Texte source:
Le Japon est le second plus gros producteur de plastique au Monde. Il aura fallu que la Chine refuse d’importer les déchets japonais et que les décharges municipales se remplissent à vue d’œil pour que la question de la pollution plastique commence à se poser sérieusement pour les autorités japonaises. Début juin, le gouvernement a annoncé sa volonté de s’attaquer aux sacs plastiques distribués gratuitement dans les magasins. Une solution de surface qui ne règle en rien une problématique profondément systémique. Le point.

Parmi les annonces déjà faites par les autorités, le ministre de l’Environnement avait annoncé en octobre dernier vouloir diminuer de – seulement – 25% la quantité de déchets plastiques jetables dans l’Archipel d’ici 2030 et de mettre en avant des bio-plastiques écologiques fabriqués à partir de plantes. Un plan qui semble manquer d’ambition au regard de la crise écologique alors que les entreprises restent libres d’utiliser abondamment du plastique conventionnel.

Plus localement, le maire de Kameoka, ville de 89 000 habitants dans la préfecture de Kyoto, a proposé en décembre 2018 une ordonnance interdisant la distribution des sacs plastiques à usage unique comme ceux distribués (généreusement) dans les supermarchés. Mais il s’agit d’une initiative locale, qui, seulement si elle est approuvée par le conseil municipal, ne rentrera pas en vigueur avant 2021.

Relevé des données:
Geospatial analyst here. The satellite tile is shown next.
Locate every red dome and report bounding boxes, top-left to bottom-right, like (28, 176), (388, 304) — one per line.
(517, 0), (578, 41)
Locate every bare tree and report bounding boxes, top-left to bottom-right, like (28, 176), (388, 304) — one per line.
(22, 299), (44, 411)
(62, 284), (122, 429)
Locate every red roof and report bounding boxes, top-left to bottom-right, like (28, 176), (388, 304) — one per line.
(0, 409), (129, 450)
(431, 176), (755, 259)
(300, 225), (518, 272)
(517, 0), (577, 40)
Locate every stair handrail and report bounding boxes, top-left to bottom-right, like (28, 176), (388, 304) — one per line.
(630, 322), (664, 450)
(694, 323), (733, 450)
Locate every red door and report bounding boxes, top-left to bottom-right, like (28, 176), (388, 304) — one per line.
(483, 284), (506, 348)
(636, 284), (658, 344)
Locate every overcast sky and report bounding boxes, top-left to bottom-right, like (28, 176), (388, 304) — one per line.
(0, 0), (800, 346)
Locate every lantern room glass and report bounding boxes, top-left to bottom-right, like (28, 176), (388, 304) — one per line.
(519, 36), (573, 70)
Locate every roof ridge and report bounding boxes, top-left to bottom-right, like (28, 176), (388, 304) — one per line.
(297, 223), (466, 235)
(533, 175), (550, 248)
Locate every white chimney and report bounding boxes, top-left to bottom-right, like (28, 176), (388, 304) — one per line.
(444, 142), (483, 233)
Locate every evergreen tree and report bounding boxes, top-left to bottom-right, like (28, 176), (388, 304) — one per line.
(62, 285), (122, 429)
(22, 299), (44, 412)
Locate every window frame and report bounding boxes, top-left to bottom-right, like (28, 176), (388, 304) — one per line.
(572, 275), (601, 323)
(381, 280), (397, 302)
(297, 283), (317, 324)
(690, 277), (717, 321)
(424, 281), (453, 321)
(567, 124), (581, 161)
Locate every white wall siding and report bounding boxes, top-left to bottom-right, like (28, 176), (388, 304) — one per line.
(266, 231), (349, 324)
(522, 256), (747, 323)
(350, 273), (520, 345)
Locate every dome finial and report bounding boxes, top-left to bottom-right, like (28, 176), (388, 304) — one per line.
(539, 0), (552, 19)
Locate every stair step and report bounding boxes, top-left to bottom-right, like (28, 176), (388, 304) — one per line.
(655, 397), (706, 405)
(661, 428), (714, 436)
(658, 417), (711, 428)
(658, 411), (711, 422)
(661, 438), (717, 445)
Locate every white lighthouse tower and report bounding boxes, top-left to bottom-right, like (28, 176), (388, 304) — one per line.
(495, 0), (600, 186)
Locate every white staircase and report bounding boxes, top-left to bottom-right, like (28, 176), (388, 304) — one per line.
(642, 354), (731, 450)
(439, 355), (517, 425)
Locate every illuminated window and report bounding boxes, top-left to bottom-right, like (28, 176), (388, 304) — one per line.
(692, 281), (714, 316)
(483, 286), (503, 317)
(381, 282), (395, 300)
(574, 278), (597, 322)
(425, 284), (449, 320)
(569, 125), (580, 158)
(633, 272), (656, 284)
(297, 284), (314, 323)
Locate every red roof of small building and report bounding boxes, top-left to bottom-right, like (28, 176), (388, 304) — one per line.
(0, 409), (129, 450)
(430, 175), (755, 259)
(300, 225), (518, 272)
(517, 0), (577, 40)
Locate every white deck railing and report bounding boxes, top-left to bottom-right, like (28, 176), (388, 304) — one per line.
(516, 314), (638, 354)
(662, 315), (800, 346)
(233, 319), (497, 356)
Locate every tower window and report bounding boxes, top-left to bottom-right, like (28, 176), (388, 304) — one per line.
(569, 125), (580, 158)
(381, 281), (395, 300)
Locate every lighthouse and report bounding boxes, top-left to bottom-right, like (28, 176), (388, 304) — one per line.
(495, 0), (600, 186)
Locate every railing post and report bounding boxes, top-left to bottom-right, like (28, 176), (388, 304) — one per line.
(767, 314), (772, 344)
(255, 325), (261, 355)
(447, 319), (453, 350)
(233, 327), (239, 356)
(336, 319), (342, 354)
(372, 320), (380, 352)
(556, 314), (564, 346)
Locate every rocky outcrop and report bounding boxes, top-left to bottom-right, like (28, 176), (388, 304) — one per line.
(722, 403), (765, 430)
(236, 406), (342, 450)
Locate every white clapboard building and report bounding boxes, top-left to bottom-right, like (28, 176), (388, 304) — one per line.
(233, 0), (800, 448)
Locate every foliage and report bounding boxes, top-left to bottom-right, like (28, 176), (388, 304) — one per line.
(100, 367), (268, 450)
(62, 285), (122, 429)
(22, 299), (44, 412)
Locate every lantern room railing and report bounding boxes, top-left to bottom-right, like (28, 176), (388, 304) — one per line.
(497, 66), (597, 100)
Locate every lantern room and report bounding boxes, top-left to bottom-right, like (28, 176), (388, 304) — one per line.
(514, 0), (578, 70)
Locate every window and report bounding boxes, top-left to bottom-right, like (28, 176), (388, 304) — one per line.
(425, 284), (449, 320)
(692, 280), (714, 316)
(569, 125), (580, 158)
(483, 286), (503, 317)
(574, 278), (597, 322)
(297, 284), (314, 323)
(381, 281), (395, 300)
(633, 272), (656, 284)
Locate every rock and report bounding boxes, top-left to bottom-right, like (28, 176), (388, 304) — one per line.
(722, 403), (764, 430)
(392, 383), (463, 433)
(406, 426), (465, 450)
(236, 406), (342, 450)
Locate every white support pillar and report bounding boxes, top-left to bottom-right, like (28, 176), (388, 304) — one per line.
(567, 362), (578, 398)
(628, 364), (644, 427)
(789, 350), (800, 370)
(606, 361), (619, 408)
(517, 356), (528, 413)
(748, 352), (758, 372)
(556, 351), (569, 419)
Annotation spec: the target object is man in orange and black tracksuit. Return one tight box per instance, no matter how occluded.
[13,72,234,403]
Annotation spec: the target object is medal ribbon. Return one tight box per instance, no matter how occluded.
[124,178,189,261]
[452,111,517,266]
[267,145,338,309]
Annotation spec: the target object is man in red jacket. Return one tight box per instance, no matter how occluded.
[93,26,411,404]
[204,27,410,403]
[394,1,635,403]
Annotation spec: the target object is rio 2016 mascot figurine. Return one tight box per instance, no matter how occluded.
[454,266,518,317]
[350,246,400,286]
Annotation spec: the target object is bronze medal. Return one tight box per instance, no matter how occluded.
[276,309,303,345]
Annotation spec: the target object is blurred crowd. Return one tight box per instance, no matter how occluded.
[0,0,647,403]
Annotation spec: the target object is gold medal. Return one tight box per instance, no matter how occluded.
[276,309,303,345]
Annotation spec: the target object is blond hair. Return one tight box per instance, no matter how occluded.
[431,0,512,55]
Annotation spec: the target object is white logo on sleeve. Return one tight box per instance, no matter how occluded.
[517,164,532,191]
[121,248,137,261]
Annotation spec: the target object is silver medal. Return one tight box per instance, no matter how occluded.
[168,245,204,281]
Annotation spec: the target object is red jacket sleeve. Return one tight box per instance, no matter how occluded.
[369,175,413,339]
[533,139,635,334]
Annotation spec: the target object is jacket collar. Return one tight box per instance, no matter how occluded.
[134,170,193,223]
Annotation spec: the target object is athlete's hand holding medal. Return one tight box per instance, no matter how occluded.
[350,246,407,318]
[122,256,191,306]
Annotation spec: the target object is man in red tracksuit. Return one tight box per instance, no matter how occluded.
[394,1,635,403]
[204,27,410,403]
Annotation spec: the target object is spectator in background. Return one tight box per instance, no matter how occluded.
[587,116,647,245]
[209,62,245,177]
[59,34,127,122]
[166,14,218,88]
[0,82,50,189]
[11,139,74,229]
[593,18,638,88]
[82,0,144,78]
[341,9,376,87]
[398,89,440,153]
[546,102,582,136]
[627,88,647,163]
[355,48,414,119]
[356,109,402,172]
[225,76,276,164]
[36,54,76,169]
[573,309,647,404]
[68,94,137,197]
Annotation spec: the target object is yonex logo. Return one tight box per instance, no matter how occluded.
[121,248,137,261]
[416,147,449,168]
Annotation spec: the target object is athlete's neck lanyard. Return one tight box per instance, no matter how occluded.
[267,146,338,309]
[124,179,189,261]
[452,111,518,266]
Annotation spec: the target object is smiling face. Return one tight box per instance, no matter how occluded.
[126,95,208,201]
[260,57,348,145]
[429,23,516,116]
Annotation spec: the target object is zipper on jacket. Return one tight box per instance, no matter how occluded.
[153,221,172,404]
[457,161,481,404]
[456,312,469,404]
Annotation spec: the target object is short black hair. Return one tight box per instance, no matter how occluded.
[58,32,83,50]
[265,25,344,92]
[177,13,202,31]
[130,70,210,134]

==

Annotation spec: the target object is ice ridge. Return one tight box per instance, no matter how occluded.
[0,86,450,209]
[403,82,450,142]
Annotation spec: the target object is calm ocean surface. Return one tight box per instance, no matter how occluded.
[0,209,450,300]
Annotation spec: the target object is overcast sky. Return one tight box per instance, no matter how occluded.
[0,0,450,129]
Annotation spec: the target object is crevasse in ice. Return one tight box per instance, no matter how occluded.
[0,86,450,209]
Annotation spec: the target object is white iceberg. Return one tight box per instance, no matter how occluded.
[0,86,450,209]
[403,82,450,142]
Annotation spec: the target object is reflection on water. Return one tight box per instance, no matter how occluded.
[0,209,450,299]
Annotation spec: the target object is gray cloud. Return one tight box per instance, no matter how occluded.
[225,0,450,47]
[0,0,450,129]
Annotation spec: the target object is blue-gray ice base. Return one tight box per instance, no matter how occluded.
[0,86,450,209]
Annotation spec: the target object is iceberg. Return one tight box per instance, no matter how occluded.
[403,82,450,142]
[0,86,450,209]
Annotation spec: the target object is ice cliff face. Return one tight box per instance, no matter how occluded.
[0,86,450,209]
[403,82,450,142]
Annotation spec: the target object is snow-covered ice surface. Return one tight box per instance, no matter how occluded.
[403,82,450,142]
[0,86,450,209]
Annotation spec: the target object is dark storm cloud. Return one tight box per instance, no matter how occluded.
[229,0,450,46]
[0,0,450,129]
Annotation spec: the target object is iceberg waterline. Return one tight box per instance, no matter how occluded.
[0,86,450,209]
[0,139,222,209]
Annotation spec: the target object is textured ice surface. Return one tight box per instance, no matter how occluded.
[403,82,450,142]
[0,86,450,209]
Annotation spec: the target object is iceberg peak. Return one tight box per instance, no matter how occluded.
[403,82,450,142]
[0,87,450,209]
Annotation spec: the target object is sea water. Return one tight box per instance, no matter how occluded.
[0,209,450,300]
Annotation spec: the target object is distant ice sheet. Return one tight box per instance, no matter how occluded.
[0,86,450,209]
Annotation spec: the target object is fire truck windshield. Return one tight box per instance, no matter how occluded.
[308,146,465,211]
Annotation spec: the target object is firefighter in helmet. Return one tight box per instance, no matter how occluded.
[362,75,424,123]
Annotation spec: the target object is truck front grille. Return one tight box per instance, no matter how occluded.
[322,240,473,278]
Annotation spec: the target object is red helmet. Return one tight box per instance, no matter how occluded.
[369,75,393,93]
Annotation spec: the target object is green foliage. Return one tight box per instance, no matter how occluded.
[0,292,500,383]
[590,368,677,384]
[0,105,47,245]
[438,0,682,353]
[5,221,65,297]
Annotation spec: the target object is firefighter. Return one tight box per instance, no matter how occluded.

==

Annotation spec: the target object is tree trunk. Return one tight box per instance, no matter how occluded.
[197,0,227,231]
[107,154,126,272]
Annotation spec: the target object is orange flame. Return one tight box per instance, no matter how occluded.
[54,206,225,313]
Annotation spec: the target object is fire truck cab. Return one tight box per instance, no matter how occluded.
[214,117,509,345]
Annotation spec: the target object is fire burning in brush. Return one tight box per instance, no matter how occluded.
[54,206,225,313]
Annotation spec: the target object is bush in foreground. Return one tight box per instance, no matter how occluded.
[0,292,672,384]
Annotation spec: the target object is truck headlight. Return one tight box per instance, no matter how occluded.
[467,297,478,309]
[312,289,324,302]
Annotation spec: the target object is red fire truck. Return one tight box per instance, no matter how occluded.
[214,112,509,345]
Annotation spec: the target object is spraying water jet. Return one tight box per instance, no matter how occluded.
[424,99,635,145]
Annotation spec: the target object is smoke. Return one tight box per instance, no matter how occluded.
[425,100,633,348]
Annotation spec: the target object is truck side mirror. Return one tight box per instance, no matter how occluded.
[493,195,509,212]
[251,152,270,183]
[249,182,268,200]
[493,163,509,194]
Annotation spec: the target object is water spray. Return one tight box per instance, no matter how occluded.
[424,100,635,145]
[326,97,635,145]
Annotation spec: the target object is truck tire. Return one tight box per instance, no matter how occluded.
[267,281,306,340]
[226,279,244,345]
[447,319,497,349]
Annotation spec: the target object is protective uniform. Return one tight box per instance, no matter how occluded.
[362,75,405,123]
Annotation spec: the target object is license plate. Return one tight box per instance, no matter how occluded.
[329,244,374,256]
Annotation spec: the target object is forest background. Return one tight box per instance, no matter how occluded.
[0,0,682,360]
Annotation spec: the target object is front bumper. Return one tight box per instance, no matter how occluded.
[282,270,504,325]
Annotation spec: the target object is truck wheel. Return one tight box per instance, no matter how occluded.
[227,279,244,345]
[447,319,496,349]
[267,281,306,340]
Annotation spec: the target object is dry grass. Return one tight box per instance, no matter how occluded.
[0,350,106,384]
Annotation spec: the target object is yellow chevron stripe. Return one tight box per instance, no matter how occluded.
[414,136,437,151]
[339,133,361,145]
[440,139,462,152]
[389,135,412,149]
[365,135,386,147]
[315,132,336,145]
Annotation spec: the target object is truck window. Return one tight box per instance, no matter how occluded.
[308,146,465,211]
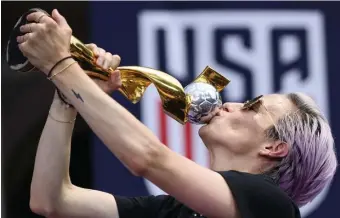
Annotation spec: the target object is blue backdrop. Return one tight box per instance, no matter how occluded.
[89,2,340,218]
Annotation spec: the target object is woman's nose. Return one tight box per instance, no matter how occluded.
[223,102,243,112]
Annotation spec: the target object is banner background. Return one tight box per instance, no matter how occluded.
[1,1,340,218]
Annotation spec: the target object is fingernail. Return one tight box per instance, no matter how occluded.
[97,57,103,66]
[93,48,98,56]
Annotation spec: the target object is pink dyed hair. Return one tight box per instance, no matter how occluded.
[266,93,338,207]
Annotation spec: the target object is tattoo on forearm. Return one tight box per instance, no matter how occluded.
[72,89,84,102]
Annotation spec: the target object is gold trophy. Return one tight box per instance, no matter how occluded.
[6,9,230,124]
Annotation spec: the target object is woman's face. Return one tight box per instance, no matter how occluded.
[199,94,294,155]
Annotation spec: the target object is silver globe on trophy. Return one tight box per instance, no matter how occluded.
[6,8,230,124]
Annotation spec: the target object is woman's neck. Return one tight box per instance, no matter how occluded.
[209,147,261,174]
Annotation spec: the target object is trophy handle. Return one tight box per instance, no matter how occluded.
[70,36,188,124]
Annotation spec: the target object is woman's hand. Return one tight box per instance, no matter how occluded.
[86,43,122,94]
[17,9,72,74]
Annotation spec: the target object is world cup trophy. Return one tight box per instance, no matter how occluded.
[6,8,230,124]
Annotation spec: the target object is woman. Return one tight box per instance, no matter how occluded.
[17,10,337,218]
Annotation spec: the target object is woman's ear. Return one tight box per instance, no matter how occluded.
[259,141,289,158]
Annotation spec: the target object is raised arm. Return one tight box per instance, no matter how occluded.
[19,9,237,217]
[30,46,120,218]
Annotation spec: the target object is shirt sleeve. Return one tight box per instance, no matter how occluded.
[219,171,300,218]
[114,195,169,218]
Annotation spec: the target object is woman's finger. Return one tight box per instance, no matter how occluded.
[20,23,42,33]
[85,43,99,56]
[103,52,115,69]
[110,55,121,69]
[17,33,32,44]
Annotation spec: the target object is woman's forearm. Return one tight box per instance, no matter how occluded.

Tâche demandée A:
Recopiez mot pour mot tout ce qui va de « Plus localement, le » jusqu'à « vigueur avant 2021. » dans le texte sur le plastique au Japon.
Tâche demandée B:
Relevez toutes les années écrites en chiffres dans le texte sur le plastique au Japon.
Servez-vous seulement du texte, sans tenir compte des enregistrements.

Réponse complète A:
Plus localement, le maire de Kameoka, ville de 89 000 habitants dans la préfecture de Kyoto, a proposé en décembre 2018 une ordonnance interdisant la distribution des sacs plastiques à usage unique comme ceux distribués (généreusement) dans les supermarchés. Mais il s’agit d’une initiative locale, qui, seulement si elle est approuvée par le conseil municipal, ne rentrera pas en vigueur avant 2021.

Réponse complète B:
- 2030
- 2018
- 2021